• [SUPPLIED TEXT]
· · · · · · ·

5.1 Evaluation of Cluster Formation Schemes

In the descriptions of our cluster formation scheme (Section 4.1), we assumed that there was only one attack in a cluster to simplify the explanation about our scheme. However, in the simulation environment, multiple attacks were launched in a cluster to see how those attacks affect the security of a cluster formation scheme. Those attacks are divided into two classes. First class is a precise attack where a compromised node causes an abnormal situation and other nodes can identify or suppose which node is responsible for the situation. This class of attacks is caused by compromised cluster separators. The other class is a vague attack where a compromised node causes an abnormal situation and other nodes cannot suppose which node is responsible for the situation. This class of attacks is caused by all kinds of nodes regardless of their role.

We compare our scheme with Sun's scheme [12] since its aim and strategy are most similar with our scheme. Although other schemes [2-3], [11], [18] provide their secure cluster formation techniques, they are excluded from comparison because their methodology and attackers' aim are significantly different from our scheme. Rifa-Pous' scheme [11] is similar to our scheme with regard to cluster formation methodology but it has no defense mechanism against compromised nodes which deviate from the protocol. So, comparison with Rifa-Pous' scheme is unfair. All simulation results have 95% confidence intervals. For the comparison with Sun's scheme, we developed the following metrics.

* Average rate that a compromised node becomes a single cluster: it is computed by counting the single clusters which were compromised nodes by themselves at each run and averaging the fractions. This metric represents how well a cluster formation scheme expels compromised nodes.

* Average number of clusters: it is computed by counting the number of generated clusters at each run and averaging the numbers. This metric represents the resiliency of a cluster formation scheme against the attacks invoked by compromised nodes.

* Average number of members per cluster: it is computed by dividing the sum of all members by the number of clusters at each run and averaging the fractions. This metric represents the quality of generated clusters.

* Average energy consumption per node: it is computed by summing the consumed energy of all nodes during the cluster formation and dividing the sum by the number of nodes. To get a representative value, we averaged the fractions of 20 runs. This metric represents the energy efficiency of a cluster formation scheme.

In Figure 17, we show how many compromised nodes become a single cluster in two schemes as the number of compromised nodes increases. If a compromised node becomes a single cluster, it means that the compromised node is expelled from the cluster. As shown in Figure 17, our scheme outperforms Sun's scheme. Even though the isolation rate of compromised nodes seems to be too small, its performance is rather good because most of compromised separators are isolated. Recall that normal nodes can identify only a precise attack and compromised separators can only invoke such an attack.

· · · · · · ·

• [INFORMATION SUPPLIED]
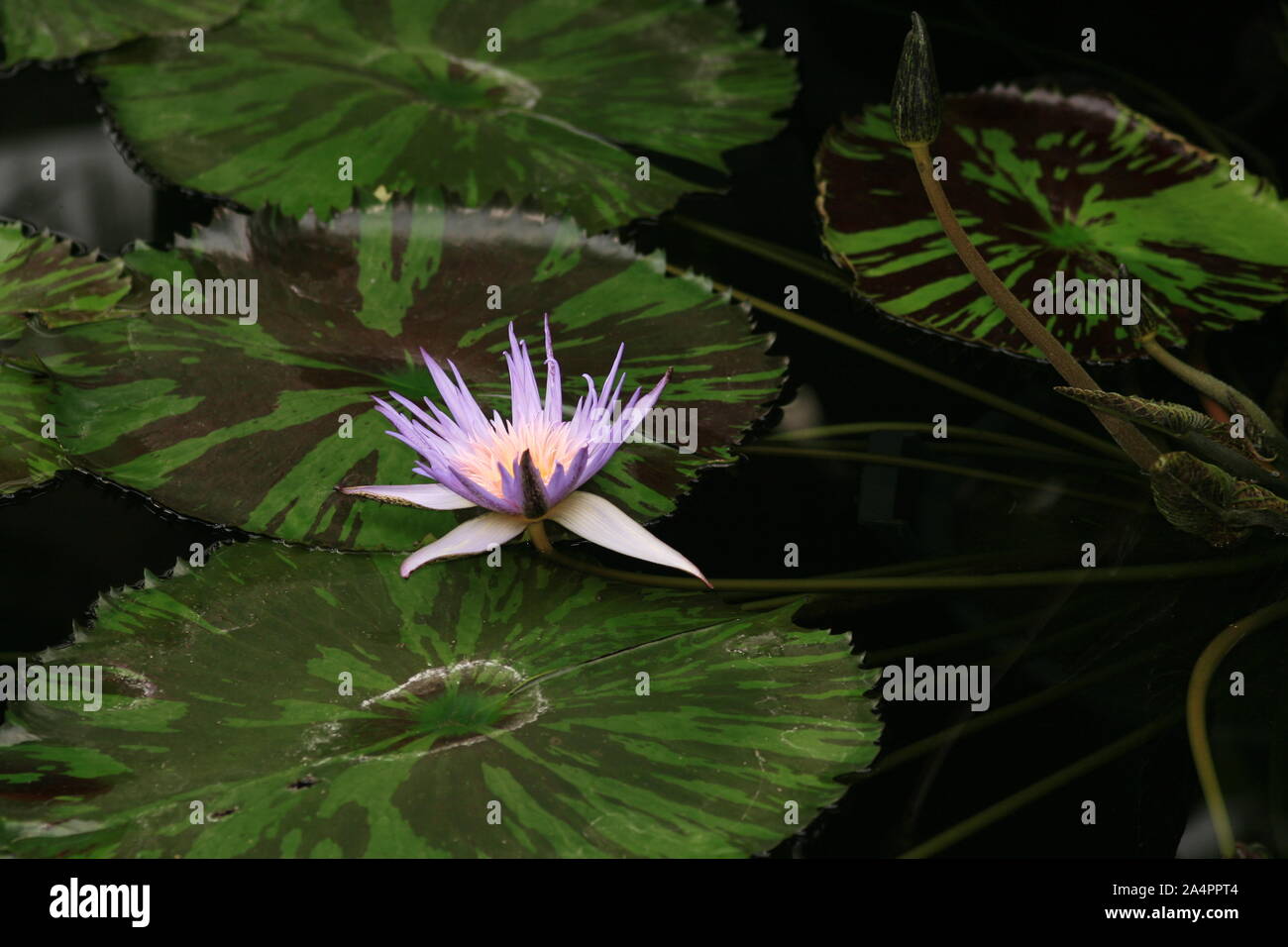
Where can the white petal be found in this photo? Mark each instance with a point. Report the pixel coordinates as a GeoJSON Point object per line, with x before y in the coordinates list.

· · · · · · ·

• [OBJECTIVES]
- 1) Answer these questions from the passage on evaluating cluster formation schemes.
(a) Which scheme is the authors' scheme compared with, and on what grounds was it chosen?
(b) What does the metric "Average number of clusters" represent?
(c) Over how many runs were the fractions averaged to get the representative value for energy consumption per node?
- 2) Carry on the passage on evaluating cluster formation schemes from its last sentence.

• [EXERCISE RESULTS]
- 1)
(a) It is compared with Sun's scheme, because its aim and strategy are most similar to the authors' scheme.
(b) It represents the resiliency of a cluster formation scheme against the attacks invoked by compromised nodes.
(c) 20 runs.

- 2)
Figure 18 shows how many clusters two schemes generate as the number of compromised node increases. Even though both schemes increase clusters as the number of compromised nodes increases, our scheme greatly reduces the number of clusters. This is because our scheme generates larger sized clusters and suppresses the separation of the clusters as possible.

A single cluster consists of only one node and a double cluster consists of only two nodes. Single and double clusters are almost meaningless in the viewpoint of clustering and we call them as bad clusters. Figures 19 and 20 show how many bad clusters two schemes produce. As shown in Figures 19 and 20, Sun's scheme generates more bad clusters than our scheme. Especially, because Sun's scheme generates more single clusters than our scheme, we can say that it generates more useless clusters in comparison to our scheme.

Figure 21 shows how two schemes have an impact on the average number of members per cluster. The result shows the quality of clusters when the clusters are under attacks. Both schemes decrease the quality of clusters as the number of compromised nodes increases. Sun's scheme excludes a node whenever the node is identified as a compromised node or a suspicious node. So, it decreases the quality of clusters as compromised nodes increase. Our scheme preserves the quality of clusters higher than Sun's scheme because it separates much less nodes from clusters than Sun's scheme.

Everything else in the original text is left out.